Available records —
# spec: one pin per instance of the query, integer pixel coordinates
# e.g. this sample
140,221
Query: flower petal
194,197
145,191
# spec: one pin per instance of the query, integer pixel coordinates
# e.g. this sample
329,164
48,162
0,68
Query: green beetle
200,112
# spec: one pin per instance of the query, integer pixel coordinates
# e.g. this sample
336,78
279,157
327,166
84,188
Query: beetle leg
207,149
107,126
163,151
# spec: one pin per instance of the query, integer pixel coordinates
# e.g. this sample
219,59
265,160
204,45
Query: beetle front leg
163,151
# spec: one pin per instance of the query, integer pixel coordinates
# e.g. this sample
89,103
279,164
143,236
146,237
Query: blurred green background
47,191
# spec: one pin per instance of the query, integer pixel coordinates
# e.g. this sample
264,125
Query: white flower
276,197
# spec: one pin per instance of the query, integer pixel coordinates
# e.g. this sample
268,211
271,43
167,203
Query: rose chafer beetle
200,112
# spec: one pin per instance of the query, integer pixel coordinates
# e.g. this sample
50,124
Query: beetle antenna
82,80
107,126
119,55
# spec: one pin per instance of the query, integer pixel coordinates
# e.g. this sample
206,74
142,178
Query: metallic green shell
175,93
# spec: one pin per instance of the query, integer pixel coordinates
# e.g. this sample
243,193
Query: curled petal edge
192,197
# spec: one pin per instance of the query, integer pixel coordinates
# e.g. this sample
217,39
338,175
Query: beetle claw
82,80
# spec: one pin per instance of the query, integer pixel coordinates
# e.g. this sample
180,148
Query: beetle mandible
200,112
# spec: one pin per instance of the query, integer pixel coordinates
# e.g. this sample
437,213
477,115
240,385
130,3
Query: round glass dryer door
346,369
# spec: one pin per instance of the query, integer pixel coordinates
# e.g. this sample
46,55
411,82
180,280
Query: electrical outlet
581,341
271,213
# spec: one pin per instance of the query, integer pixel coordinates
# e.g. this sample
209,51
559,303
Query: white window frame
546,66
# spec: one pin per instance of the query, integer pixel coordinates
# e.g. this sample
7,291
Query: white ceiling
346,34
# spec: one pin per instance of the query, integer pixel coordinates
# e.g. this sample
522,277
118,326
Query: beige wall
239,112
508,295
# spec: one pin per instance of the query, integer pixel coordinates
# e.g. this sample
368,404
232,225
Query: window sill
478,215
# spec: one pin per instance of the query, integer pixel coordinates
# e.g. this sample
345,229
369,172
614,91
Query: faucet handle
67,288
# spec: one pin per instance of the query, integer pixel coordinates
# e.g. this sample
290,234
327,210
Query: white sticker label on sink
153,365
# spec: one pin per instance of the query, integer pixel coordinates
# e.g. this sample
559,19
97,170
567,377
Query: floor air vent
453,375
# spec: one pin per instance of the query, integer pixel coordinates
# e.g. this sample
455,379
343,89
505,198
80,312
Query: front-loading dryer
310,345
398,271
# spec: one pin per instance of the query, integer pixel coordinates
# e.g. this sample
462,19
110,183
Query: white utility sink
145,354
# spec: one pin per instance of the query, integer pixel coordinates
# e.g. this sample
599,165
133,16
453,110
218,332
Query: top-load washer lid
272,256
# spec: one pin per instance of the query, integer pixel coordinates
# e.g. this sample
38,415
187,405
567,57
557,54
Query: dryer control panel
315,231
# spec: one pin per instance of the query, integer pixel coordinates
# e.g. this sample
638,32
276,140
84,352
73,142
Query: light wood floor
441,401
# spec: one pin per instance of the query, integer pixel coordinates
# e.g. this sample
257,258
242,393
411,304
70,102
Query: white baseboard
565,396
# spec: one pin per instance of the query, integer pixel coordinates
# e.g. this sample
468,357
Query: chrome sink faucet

About this exercise — None of the records may be left out; each is to be restated exactly.

Problem solution —
# spec: one pin per instance of the query, integer pixel coordinates
# e.g. this sample
140,221
Query: flower petal
194,197
145,191
# spec: one pin per instance of the query, integer pixel coordinates
# e.g. this sample
329,164
48,162
0,68
Query: green beetle
200,112
# spec: one pin per instance of the query, integer pixel coordinates
# e.g. this sample
336,78
279,157
327,166
84,188
Query: beetle leg
207,149
107,126
163,151
# spec: one pin per instance of the query, integer pixel coordinates
# e.g. this sample
219,59
265,160
204,45
Query: beetle front leg
163,151
# spec: one pin per instance of the query, integer pixel coordinates
# e.g. this sample
89,103
279,164
143,236
146,237
Query: blurred green background
47,191
# spec: one pin per instance of the query, integer pixel coordinates
# e.g. this sample
264,125
Query: white flower
276,197
# spec: one pin per instance of the query, integer pixel coordinates
# e.g. this sample
268,211
271,43
167,203
Query: rose chafer beetle
200,112
# spec: one pin per instance of the query, integer pixel coordinates
# e.g. this sample
50,124
Query: beetle antenna
82,80
107,126
119,55
# spec: one pin per instance of the query, integer pixel coordinates
# e.g. this sample
206,74
142,178
Query: metallic green shell
175,93
# spec: one pin per instance of the query, integer pixel coordinates
# e.g. this sample
243,193
Query: curled petal edge
192,197
# spec: one pin per instance of the query, integer pixel coordinates
# e.g. this sample
217,39
338,175
Query: beetle claw
82,80
# spec: one pin per instance of the query, integer pixel coordinates
# e.g. this sample
180,148
Query: beetle mandible
200,112
# spec: one pin per instance of the query, integer pixel coordinates
# e.g. this sample
437,213
477,115
240,385
130,3
Query: round glass dryer door
346,369
# spec: one pin per instance of the query, integer pixel coordinates
# e.g. this sample
46,55
411,82
180,280
Query: electrical outlet
581,341
271,213
# spec: one pin per instance of the query, integer pixel coordinates
# e.g. this sample
209,51
559,303
Query: white window frame
546,66
# spec: one pin per instance of the query, integer pixel coordinates
# e.g. this sample
7,291
Query: white ceiling
346,34
# spec: one pin per instance of the query, integer pixel coordinates
# e.g. this sample
522,277
118,326
Query: beige wall
239,112
508,295
# spec: one pin per instance of the query, integer pixel coordinates
# e.g. this sample
368,404
232,225
Query: window sill
478,215
# spec: one pin per instance of the query, integer pixel coordinates
# e.g. this sample
345,229
369,172
614,91
Query: faucet handle
67,288
# spec: one pin per instance of the query, integer pixel coordinates
# e.g. this sample
290,234
327,210
Query: white sticker label on sink
153,365
# spec: one pin per instance of the query, integer pixel coordinates
# e.g. this sample
559,19
97,170
567,377
Query: floor air vent
453,375
# spec: one pin per instance of the query, integer pixel coordinates
# e.g. this sample
455,379
343,89
505,198
80,312
Query: front-loading dryer
310,345
398,271
# spec: one pin per instance of the query, integer pixel coordinates
# e.g. this sample
462,19
110,183
Query: white utility sink
145,354
# spec: one pin per instance of the query, integer pixel coordinates
# e.g. this sample
599,165
133,16
453,110
218,332
Query: top-load washer lid
272,256
# spec: one pin per instance of the query, integer pixel coordinates
# e.g. this sample
38,415
187,405
567,57
557,54
Query: dryer control panel
315,231
# spec: one pin per instance of the query, integer pixel coordinates
# e.g. this sample
638,32
276,140
84,352
73,142
Query: light wood floor
441,401
# spec: one pin per instance of the query, integer pixel coordinates
# e.g. this sample
257,258
242,393
411,304
70,102
Query: white baseboard
565,396
# spec: one pin per instance of the query, integer pixel coordinates
# e.g. this sample
468,357
Query: chrome sink faucet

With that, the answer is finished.